Re: WiSH: A General Purpose Message Framing over Byte-Stream Oriented Wire Protocols (HTTP)

Sorry for being ambivalent.

We can of course revisit each design decision we made for RFC 6455 framing
and search for the optimal again. But as:
- one of the main philosophies behind WiSH is compatibility with WebSocket
in terms of both spec and implementation
- the WebSocket is widely deployed and therefore we have a lot of
implementations in various languages/platform
- most browsers already have logic for the framing
- the framing is not considered to be so big pain
inheriting the WebSocket framing almost as-is is just good enough.
Basically, I'm leaning toward this plan.

Takeshi

On Sat, Oct 29, 2016 at 3:12 AM, Takeshi Yoshino <tyoshino@google.com>
wrote:

> On Sat, Oct 29, 2016 at 2:55 AM, Loïc Hoguin <essen@ninenines.eu> wrote:
>
>> On 10/28/2016 08:41 PM, Costin Manolache wrote:
>>
>>> Current overhead is 2 bytes if frame is up to 125 bytes long - which I
>>> think it's not very common,
>>> 4 bytes for up to 64k, and 10 bytes for anything larger.

::::::

*JOB A*. In the message about WiSH framing, what is named as one of the main philosophies behind WiSH?
*JOB B*. Reproduce the passage of the message about WiSH framing starting with "On Sat, Oct 29, 2016 at 3:12" and going on through "for anything larger.".

[A run of records]
::::::

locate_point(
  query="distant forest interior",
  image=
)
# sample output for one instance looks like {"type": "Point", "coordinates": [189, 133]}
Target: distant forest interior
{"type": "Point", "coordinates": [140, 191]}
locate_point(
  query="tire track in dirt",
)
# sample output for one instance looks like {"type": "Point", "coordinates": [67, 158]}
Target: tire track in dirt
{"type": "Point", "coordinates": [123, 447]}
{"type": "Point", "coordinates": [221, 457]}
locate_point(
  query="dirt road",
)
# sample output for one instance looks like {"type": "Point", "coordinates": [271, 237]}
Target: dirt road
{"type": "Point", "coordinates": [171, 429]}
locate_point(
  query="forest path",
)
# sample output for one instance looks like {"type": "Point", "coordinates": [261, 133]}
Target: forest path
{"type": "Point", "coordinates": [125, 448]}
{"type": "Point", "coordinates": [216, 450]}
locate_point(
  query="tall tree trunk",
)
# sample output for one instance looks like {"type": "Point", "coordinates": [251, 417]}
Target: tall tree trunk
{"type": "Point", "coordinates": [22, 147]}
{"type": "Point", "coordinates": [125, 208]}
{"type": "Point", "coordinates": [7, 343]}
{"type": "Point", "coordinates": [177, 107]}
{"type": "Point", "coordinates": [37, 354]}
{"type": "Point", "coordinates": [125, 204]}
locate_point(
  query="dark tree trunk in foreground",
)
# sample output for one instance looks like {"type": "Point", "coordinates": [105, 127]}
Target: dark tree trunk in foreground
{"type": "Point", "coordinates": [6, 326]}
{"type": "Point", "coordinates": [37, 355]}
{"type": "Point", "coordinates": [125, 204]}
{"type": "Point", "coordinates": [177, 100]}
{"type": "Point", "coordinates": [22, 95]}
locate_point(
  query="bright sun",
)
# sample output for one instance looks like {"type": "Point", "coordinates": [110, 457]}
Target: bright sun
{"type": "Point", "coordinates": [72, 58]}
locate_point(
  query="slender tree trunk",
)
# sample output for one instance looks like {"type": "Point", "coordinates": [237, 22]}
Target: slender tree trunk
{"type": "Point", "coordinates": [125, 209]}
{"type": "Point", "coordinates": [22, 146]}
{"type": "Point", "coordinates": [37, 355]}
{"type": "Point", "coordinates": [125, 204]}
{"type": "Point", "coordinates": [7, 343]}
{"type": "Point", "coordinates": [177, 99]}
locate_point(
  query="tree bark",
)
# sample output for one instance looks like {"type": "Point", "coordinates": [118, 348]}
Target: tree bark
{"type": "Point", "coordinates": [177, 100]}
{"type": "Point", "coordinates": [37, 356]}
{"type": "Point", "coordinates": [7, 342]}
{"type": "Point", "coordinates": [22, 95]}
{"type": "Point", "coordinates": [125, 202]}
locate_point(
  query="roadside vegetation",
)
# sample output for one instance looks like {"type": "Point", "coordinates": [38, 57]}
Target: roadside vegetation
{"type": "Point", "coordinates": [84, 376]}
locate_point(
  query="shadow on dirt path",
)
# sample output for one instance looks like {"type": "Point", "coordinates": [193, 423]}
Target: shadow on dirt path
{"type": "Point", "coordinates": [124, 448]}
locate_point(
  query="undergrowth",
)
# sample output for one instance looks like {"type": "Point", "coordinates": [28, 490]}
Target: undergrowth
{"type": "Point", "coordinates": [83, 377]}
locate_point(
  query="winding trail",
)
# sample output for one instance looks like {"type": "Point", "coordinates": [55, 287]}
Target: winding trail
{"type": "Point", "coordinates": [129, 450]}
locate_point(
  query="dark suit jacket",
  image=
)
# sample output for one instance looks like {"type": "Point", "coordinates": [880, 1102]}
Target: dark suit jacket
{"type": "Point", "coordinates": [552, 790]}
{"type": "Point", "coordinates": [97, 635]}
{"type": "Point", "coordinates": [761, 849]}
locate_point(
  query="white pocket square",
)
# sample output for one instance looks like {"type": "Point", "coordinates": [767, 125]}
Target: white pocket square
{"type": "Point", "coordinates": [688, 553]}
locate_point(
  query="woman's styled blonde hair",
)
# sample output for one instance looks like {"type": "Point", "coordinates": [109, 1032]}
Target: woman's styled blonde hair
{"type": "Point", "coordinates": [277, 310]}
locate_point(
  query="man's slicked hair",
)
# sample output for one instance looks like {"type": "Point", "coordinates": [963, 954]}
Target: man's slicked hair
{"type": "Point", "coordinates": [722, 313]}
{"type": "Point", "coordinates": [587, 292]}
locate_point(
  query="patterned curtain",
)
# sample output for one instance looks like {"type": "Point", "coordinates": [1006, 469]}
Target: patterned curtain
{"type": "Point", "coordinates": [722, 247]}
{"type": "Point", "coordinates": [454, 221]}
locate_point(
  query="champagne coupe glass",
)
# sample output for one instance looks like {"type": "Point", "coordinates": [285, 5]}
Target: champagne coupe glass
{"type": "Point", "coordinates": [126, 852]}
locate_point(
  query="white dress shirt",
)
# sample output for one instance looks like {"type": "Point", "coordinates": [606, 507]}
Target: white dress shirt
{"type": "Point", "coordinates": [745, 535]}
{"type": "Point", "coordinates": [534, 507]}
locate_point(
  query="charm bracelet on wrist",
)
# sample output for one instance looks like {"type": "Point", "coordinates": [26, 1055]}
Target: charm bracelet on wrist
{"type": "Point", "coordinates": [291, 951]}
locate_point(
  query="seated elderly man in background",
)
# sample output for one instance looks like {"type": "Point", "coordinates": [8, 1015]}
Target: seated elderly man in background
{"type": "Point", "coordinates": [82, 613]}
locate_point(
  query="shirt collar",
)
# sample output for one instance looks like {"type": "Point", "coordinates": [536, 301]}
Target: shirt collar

::::::

*WORKED ANSWER A*. Compatibility with WebSocket in terms of both spec and implementation.

*WORKED ANSWER B*.
On Sat, Oct 29, 2016 at 3:12 AM, Takeshi Yoshino <tyoshino@google.com>
wrote:

> On Sat, Oct 29, 2016 at 2:55 AM, Loïc Hoguin <essen@ninenines.eu> wrote:
>
>> On 10/28/2016 08:41 PM, Costin Manolache wrote:
>>
>>> Current overhead is 2 bytes if frame is up to 125 bytes long - which I
>>> think it's not very common,
>>> 4 bytes for up to 64k, and 10 bytes for anything larger.